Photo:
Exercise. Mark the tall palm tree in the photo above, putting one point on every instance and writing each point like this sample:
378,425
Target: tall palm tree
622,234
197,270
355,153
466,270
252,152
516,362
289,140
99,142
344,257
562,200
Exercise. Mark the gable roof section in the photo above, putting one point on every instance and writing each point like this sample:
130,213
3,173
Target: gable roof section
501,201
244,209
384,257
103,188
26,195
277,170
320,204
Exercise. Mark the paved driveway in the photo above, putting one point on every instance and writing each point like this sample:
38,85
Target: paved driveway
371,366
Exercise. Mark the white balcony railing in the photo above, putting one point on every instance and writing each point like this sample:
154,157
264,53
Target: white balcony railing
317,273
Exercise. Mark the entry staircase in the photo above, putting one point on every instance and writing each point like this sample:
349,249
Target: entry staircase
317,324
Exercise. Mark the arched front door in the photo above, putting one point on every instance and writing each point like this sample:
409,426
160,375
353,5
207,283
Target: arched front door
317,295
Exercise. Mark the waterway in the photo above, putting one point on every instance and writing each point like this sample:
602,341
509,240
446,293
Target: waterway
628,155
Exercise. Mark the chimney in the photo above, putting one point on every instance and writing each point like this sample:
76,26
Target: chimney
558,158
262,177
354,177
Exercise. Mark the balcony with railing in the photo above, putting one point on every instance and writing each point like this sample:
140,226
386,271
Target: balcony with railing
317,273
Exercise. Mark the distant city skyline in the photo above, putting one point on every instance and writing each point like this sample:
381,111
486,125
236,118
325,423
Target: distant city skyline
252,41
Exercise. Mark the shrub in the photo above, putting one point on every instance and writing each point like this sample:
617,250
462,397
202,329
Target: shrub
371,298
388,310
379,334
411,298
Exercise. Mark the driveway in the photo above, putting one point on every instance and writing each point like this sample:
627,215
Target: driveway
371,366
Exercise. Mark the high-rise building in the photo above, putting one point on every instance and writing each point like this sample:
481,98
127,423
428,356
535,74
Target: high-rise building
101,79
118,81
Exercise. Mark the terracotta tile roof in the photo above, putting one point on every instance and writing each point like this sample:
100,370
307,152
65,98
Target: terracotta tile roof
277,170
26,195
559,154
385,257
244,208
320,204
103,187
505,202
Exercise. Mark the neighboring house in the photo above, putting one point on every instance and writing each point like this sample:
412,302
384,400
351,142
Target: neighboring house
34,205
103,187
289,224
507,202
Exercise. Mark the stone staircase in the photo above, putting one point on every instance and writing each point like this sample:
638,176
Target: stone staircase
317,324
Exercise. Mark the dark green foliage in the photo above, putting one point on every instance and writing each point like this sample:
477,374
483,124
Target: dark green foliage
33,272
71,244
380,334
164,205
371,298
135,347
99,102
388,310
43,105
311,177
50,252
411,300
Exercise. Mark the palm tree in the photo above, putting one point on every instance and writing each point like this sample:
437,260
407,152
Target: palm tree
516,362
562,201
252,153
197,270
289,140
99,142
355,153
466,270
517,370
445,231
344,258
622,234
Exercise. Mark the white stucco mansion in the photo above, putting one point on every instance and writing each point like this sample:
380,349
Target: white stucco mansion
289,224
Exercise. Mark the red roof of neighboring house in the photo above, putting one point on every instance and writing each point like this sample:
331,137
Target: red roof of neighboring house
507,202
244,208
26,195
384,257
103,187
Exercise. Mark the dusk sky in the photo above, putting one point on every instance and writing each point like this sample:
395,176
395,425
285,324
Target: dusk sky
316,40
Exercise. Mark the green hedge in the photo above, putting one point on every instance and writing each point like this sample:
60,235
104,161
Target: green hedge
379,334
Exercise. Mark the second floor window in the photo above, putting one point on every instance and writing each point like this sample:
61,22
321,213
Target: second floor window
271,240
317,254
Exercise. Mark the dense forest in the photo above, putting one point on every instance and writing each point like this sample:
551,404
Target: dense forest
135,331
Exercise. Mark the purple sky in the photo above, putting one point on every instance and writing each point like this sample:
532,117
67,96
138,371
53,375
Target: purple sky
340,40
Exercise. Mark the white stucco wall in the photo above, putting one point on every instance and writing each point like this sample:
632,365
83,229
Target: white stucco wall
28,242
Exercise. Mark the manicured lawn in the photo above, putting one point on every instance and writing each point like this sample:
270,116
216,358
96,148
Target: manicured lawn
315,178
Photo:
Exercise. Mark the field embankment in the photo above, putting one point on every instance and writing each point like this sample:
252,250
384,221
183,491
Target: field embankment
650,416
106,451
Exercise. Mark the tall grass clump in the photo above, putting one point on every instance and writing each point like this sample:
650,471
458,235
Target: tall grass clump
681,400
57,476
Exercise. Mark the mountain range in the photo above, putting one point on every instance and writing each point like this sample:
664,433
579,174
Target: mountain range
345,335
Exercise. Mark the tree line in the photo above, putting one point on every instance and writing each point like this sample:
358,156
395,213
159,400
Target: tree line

______

Set task: Return the material exactly as it stands.

Finished answer:
Photo:
Exercise. Mark the tall palm tree in the photo above, putting one point on every instance and writing each point like this sample:
378,425
Target: tall palm tree
622,234
197,270
355,153
466,270
252,152
516,362
289,140
99,142
344,257
562,200
Exercise. Mark the gable roof section in the photo above, putting one point on every instance and writing each point like this sample:
130,213
3,173
Target: gable roof section
501,201
244,209
384,257
103,188
26,195
277,170
320,204
Exercise. Mark the paved driveway in the photo above, putting one point on every instance and writing each point like this sample:
38,85
Target: paved driveway
371,366
Exercise. Mark the white balcony railing in the photo above, putting one point on every instance and writing each point like this sample:
154,157
264,53
Target: white balcony railing
317,273
Exercise. Mark the entry staircase in the photo above, putting one point on every instance and writing each point like this sample:
349,249
Target: entry staircase
317,324
Exercise. Mark the arched front door in the photo above, putting one point on every instance and writing each point like this sample:
409,426
160,375
353,5
207,283
Target: arched front door
317,295
Exercise. Mark the waterway in the photo above, putting one point on every instance and writing each point like this sample:
602,341
509,240
446,293
Target: waterway
628,155
Exercise. Mark the chimney in the photo above, putting one point on every instance and writing each point like this sample:
76,26
Target: chimney
558,158
262,177
354,177
Exercise. Mark the balcony with railing in the photo above, putting one point on every instance and writing each point like this sample:
140,226
386,271
Target: balcony with railing
317,273
Exercise. Mark the distant city skyline in the photo above, putting one point on every instance and writing each point like this sample:
381,111
486,125
236,118
325,423
Target: distant city skyline
252,41
Exercise. Mark the shrub in the photo above, putting one point on every instance and writing each point like this sample:
617,250
462,397
202,329
Target: shrub
371,298
388,310
379,334
411,298
Exercise. Mark the driveway in the photo above, putting one point on every instance and writing each point like this sample:
627,215
Target: driveway
371,366
Exercise. Mark the high-rise building in the photo above, putting one point on every instance and writing each point like this sample:
481,98
127,423
428,356
535,74
Target: high-rise building
101,79
118,81
Exercise. Mark the terracotta tile roof in the photo above, putting one point on every instance and writing each point like this sample:
100,370
307,152
65,98
Target: terracotta tile roof
277,170
26,195
559,154
385,257
244,208
320,204
103,187
505,202
Exercise. Mark the neighboring house in the photo above, putting one point on every instance and writing each point like this sample:
412,302
384,400
351,142
Target: neighboring house
34,205
103,187
289,224
507,202
Exercise. Mark the stone staircase in the photo above, putting one point on every instance and writing each point like this sample:
638,176
Target: stone staircase
317,324
Exercise. Mark the dark green foliage in the photo above, putting one point on every instance and writing each point like this sample:
477,374
483,124
Target: dark green foliage
33,272
71,244
380,334
164,205
371,298
135,347
99,102
388,310
43,105
311,177
50,252
411,300
Exercise. Mark the palm tree in the photo above, putting one point on every instance and writing each point like this sample:
437,260
407,152
Target: palm tree
516,362
562,201
252,153
197,270
289,140
99,142
355,153
466,270
517,370
445,231
344,258
622,234
Exercise. Mark the white stucco mansion in the photo above, putting one point on every instance and writing each point like this sample:
380,349
Target: white stucco mansion
289,224
Exercise. Mark the red roof of neighboring house in the photo above, putting one point on every instance and writing each point like this sample:
331,137
Target: red roof of neighboring house
507,202
244,208
26,195
384,257
103,187
Exercise. Mark the dusk sky in the photo above, putting one point on every instance and writing each point like this sample:
395,176
395,425
285,324
Target: dusk sky
316,40
Exercise. Mark the green hedge in the photo above, putting one point on every instance and writing each point like this sample:
60,235
104,161
Target: green hedge
379,334
Exercise. Mark the second floor window in the photo above, putting one point on every instance and writing each point like this sample:
61,22
321,213
Target: second floor window
271,240
317,254
Exercise. Mark the dense forest in the photo above, putting one point on every instance and writing each point like this sample:
551,404
Target: dense forest
135,331
Exercise. Mark the purple sky in the photo above, putting one point on every instance and writing each point like this sample:
532,117
67,96
138,371
53,375
Target: purple sky
340,40
Exercise. Mark the white stucco wall in the photo above, putting one point on every instance and writing each point like this sample:
632,365
83,229
Target: white stucco wall
28,242
Exercise. Mark the manicured lawn in the photo above, putting one point on every instance and writing each point like this sample:
270,116
216,358
96,148
Target: manicured lawn
315,178
Photo:
Exercise. Mark the field embankment in the photo above, putting one point on every instance and writing each point like this sample:
252,250
384,221
183,491
Target: field embankment
650,416
106,451
Exercise. Mark the tall grass clump in the photo above, putting one point on every instance and writing each point like this sample:
650,471
458,235
Target: tall grass clump
681,400
57,476
Exercise. Mark the mountain range in the photo above, putting one point on every instance and writing each point like this sample:
664,433
579,174
Target: mountain range
345,335
Exercise. Mark the tree line in the photo above, putting one point on every instance and writing each point like this sample:
358,156
395,213
159,400
Target: tree line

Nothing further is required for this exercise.